• What this task involves
Repeat the records verbatim and leave the pictures out of your copy.
>> start Listed records
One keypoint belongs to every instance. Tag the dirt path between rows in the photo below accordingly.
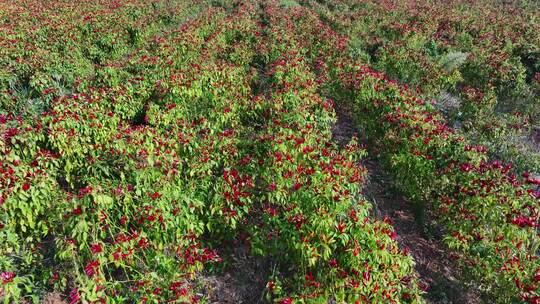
(434, 263)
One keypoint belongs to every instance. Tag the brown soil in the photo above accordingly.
(434, 264)
(242, 282)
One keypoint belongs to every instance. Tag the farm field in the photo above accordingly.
(224, 151)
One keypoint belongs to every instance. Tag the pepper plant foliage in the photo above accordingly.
(140, 139)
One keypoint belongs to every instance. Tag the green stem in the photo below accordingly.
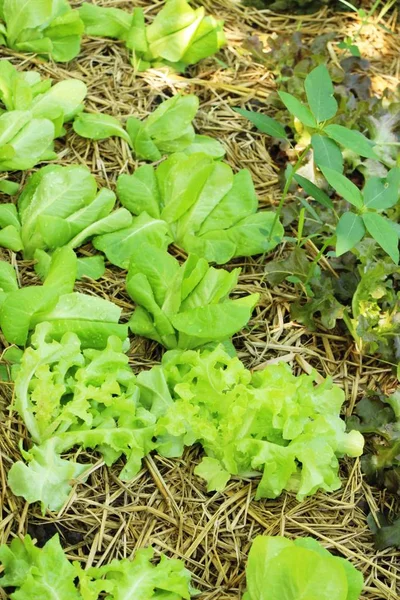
(286, 189)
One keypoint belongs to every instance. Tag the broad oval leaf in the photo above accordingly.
(263, 123)
(349, 231)
(297, 109)
(326, 153)
(319, 91)
(343, 186)
(351, 139)
(384, 233)
(96, 126)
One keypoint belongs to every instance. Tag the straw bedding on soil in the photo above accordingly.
(167, 505)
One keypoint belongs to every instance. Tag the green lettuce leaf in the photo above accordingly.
(61, 206)
(178, 36)
(183, 306)
(33, 114)
(46, 573)
(209, 211)
(70, 396)
(271, 421)
(281, 569)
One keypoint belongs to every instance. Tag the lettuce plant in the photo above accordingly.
(32, 114)
(270, 421)
(68, 396)
(49, 28)
(59, 206)
(168, 129)
(93, 319)
(184, 306)
(207, 209)
(281, 569)
(47, 573)
(178, 36)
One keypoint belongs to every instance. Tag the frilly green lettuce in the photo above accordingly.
(271, 421)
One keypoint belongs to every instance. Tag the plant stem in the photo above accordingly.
(286, 188)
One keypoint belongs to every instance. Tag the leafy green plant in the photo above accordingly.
(364, 296)
(196, 202)
(178, 36)
(184, 306)
(46, 572)
(325, 141)
(282, 569)
(49, 28)
(68, 396)
(59, 206)
(168, 129)
(93, 319)
(32, 115)
(269, 421)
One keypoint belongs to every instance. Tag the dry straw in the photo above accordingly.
(166, 505)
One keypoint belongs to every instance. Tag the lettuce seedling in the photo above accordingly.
(168, 129)
(184, 306)
(91, 318)
(281, 569)
(178, 36)
(206, 208)
(59, 206)
(32, 115)
(49, 28)
(47, 573)
(69, 396)
(270, 421)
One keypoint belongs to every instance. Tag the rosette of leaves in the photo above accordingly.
(32, 115)
(59, 206)
(91, 318)
(272, 422)
(166, 130)
(68, 396)
(49, 28)
(47, 573)
(207, 209)
(178, 36)
(298, 6)
(296, 569)
(184, 306)
(378, 418)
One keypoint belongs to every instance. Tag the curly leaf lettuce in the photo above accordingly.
(49, 28)
(32, 115)
(271, 421)
(68, 396)
(60, 206)
(281, 569)
(93, 319)
(209, 210)
(47, 573)
(178, 36)
(184, 306)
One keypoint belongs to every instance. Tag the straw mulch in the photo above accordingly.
(166, 505)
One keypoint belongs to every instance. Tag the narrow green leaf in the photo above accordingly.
(312, 190)
(319, 91)
(263, 123)
(351, 139)
(349, 231)
(297, 109)
(384, 233)
(343, 186)
(326, 153)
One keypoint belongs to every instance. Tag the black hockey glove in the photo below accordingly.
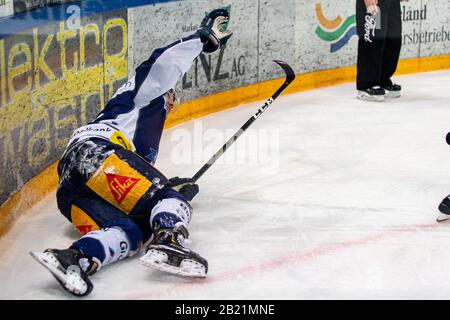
(213, 31)
(185, 186)
(189, 191)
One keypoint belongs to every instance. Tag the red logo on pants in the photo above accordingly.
(120, 186)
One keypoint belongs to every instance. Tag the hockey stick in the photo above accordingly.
(290, 76)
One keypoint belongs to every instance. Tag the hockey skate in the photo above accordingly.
(168, 252)
(70, 267)
(444, 209)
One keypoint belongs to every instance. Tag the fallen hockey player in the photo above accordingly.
(108, 186)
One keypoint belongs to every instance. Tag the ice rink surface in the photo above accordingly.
(341, 206)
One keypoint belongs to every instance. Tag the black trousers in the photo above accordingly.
(379, 45)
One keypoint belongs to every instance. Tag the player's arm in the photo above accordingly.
(167, 65)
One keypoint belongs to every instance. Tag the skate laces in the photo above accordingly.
(90, 266)
(184, 242)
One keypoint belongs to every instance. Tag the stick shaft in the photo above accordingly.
(290, 76)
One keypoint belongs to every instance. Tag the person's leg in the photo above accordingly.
(108, 236)
(392, 48)
(169, 249)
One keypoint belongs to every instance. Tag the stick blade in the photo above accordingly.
(290, 74)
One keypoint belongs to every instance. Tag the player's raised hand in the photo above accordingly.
(213, 30)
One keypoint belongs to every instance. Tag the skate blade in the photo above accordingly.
(158, 260)
(366, 97)
(442, 217)
(70, 280)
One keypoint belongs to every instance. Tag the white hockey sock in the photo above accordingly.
(105, 245)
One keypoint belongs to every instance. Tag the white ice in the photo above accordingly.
(344, 208)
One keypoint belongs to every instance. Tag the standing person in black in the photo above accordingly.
(379, 25)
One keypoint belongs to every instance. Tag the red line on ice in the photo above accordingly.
(300, 257)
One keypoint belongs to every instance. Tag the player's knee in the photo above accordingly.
(131, 229)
>> end Listed records
• Task output
One keypoint belongs to every instance. Tag the dirt path between rows in the photo below accordingly.
(434, 263)
One keypoint belongs to every instance. Tag the brown soil in the photo above accordingly.
(434, 264)
(242, 282)
One keypoint belongs to every instance. Tag the farm field in the photo above accordingly.
(224, 151)
One keypoint belongs to every instance. Tag the pepper plant foliage in the photo above accordingly.
(140, 139)
One keypoint belongs to every instance. Tag the green stem in the photo below accordingly.
(286, 189)
One keypoint belongs to every instance. Tag the broad oval leaf in the photo above accordingly.
(263, 123)
(349, 231)
(297, 109)
(326, 153)
(319, 91)
(343, 186)
(351, 139)
(384, 233)
(96, 126)
One keypoint belongs to every instance. Tag the straw bedding on soil in the photo above accordingly.
(167, 505)
One keypoint belongs to every instance. Tag the green lettuce leaf in the photo above accordingly.
(61, 206)
(178, 36)
(183, 306)
(33, 114)
(46, 573)
(209, 211)
(70, 396)
(271, 421)
(281, 569)
One keypoint belongs to every instance. Tag the lettuce plant in the photo above accordingly.
(32, 114)
(270, 421)
(68, 396)
(49, 28)
(59, 206)
(168, 129)
(93, 319)
(184, 306)
(207, 209)
(281, 569)
(47, 573)
(178, 36)
One keypoint belongs to every instance. Tag the frilly green lettuce in the photo above accordingly.
(271, 421)
One keypoint belongs to every instance. Tag the plant stem in the photo above accordingly.
(286, 188)
One keypoint belongs to every instance. Tag the leafy green plant in the photo above accordingly.
(364, 296)
(196, 202)
(178, 36)
(184, 306)
(46, 572)
(325, 141)
(282, 569)
(49, 28)
(68, 396)
(59, 206)
(168, 129)
(93, 319)
(32, 115)
(269, 421)
One keypoint belongs to every instance. Tag the dry straw in the photo above accordingly.
(166, 505)
One keypoint belongs to every instance. Tag the lettuce seedling in the photo above accordingly.
(168, 129)
(184, 306)
(91, 318)
(281, 569)
(178, 36)
(206, 208)
(59, 206)
(32, 115)
(49, 28)
(47, 573)
(69, 396)
(270, 421)
One keypoint belongs to every instance. Tag the rosette of leaves in the photo above accordingly.
(32, 115)
(59, 206)
(91, 318)
(272, 422)
(166, 130)
(68, 396)
(49, 28)
(47, 573)
(207, 209)
(178, 36)
(298, 6)
(296, 569)
(184, 306)
(378, 418)
One keypoint belongs to every instance. Tag the curly leaf lettuce in the photo above accordingly.
(49, 28)
(32, 115)
(271, 421)
(68, 396)
(60, 206)
(281, 569)
(93, 319)
(209, 210)
(47, 573)
(178, 36)
(184, 306)
One keypoint belongs to every instance. Tag the straw mulch in the photo above accordingly.
(166, 505)
One keypoint belongs to every instance. Tag the narrow green leaf in the photo above accordingly.
(312, 190)
(319, 91)
(263, 123)
(351, 139)
(349, 231)
(297, 109)
(384, 233)
(343, 186)
(326, 153)
One keypoint belongs to every instance. Tag the black hockey glove in the photo below accordingly.
(213, 31)
(185, 186)
(189, 191)
One keypoint belongs to every instance. Tag the red logo on pants in the photo above accordingly.
(120, 186)
One keypoint belongs to every instance. Tag the hockey stick in the photo above accordingly.
(290, 76)
One keypoint belongs to every instance. Tag the hockey skate in the photo above accordingly.
(168, 252)
(70, 267)
(444, 209)
One keypoint belongs to every instance. Tag the fallen hockey player in the photo above accordingly.
(108, 186)
One keypoint belongs to every instance. Tag the ice rink surface in the photo above accordingly.
(341, 206)
One keypoint belongs to every instance. Tag the black trousers in the photo above accordingly.
(379, 45)
One keypoint belongs to every instance. Tag the player's arm in the photo above accordingly.
(167, 65)
One keypoint belongs to every instance. Tag the skate laces in the photo above accordingly.
(90, 266)
(184, 242)
One keypoint belongs to every instance. Tag the stick shaft in the photo above accordingly.
(290, 76)
One keypoint belongs to every instance. Tag the person's leg in the photo above accordingly.
(108, 236)
(392, 48)
(169, 249)
One keypoint belongs to every instance. Tag the stick blade in the photo above accordingly.
(290, 74)
One keypoint belongs to every instance. Tag the player's raised hand in the photo above accordingly.
(213, 30)
One keypoint belongs to every instance. Tag the skate blade in the photo above accordingly.
(158, 260)
(366, 97)
(442, 217)
(70, 280)
One keypoint belongs to every instance. Tag the white hockey sock in the photo above accordingly.
(105, 245)
One keypoint belongs to every instance. Tag the white ice in the photo above accordingly.
(344, 208)
One keypoint belongs to every instance. Tag the standing person in black in the photo above accordingly.
(379, 25)
One keypoint belongs to every instance. Tag the red line on ice in the photo above accordingly.
(300, 257)
One keypoint belongs to every instance. Tag the player's knee in the photo above accordingly.
(131, 229)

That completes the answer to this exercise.